Seção de texto:
═══

A fala do ministro da Economia, Paulo Guedes, em palestra na Fundação Getúlio Vargas na semana passada, ainda que tenha sido bem-intencionada, acabou repercutindo muito mal, não somente entre nós, servidores públicos, mas em toda a sociedade, no parlamento e até mesmo em setores do próprio governo. Eu mesmo confesso que fiquei chocado. Já escrevi neste espaço defendendo vivamente a reforma previdenciária e já defendi, no passado, em outros espaços, as reformas necessárias para a saúde fiscal do Estado brasileiro, como o teto de gastos. Mas foi estarrecedor ouvir o ministro chamando a todos nós, incluindo a mim, como servidor público, de “parasita”. Não é agindo assim que será aprovada a necessária reforma administrativa.
Chamar, genericamente, a todos nós, servidores públicos, de “parasitas”, além de injusto, não corresponde à realidade. Pois os “sanguessugas” vão muito além dos servidores públicos. De fato, desde priscas eras, como já afirmou Raymundo Faoro, no célebre Os donos do poder, e eu mesmo, neste espaço da Gazeta do Povo, o problema do Brasil são as castas que se apropriam do Estado em benefício próprio. Para o senso comum, entre estas castas estaria, supostamente, a “casta” dos servidores públicos.

═══

Material fornecido:
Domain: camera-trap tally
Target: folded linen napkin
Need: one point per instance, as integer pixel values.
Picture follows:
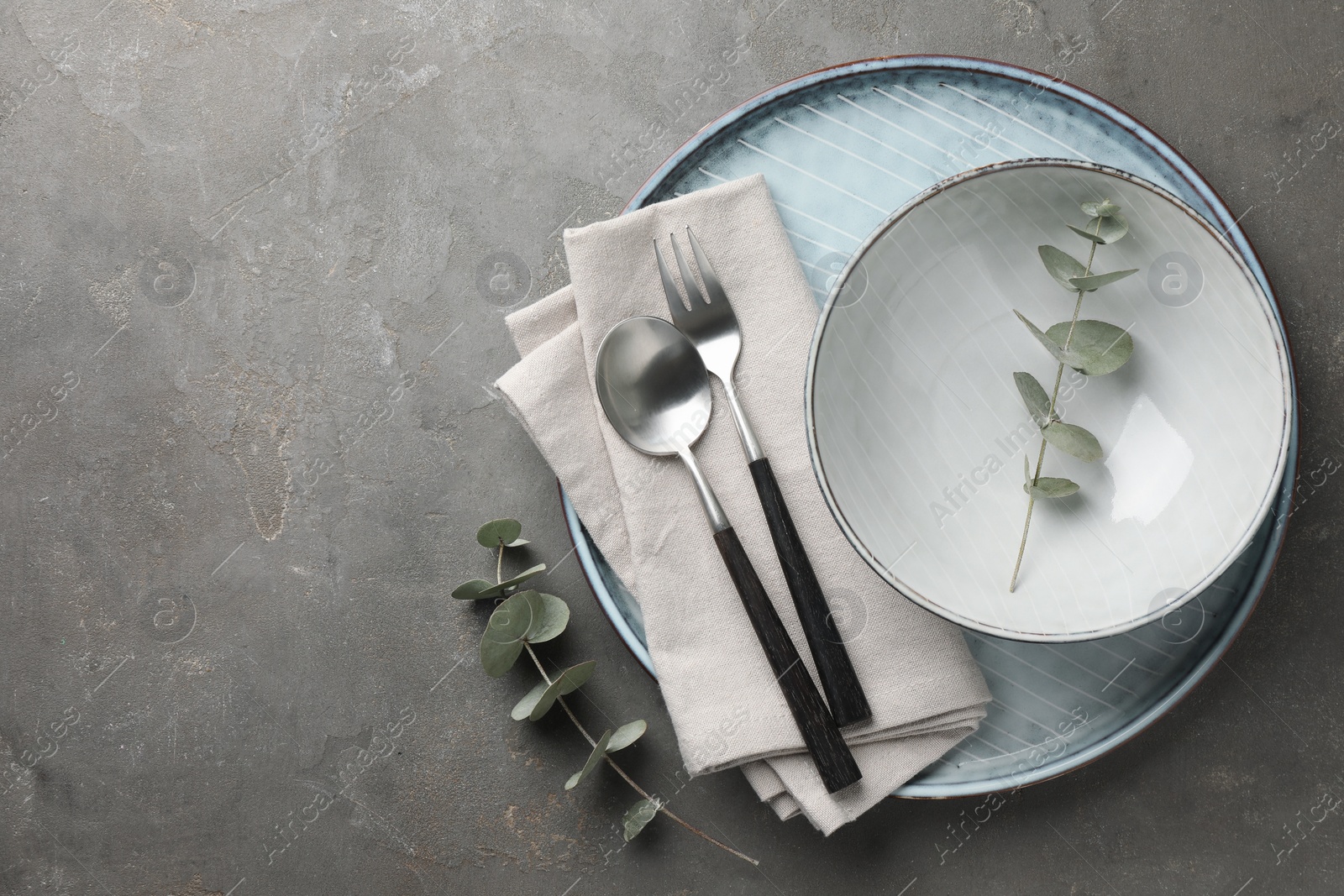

═══

Instruções de trabalho:
Segundo a seção de texto sobre a fala do ministro da Economia, em que instituição Paulo Guedes deu a palestra? As linhas não desempenham nenhum papel nesta atividade.

Resposta da tarefa:
Na Fundação Getúlio Vargas.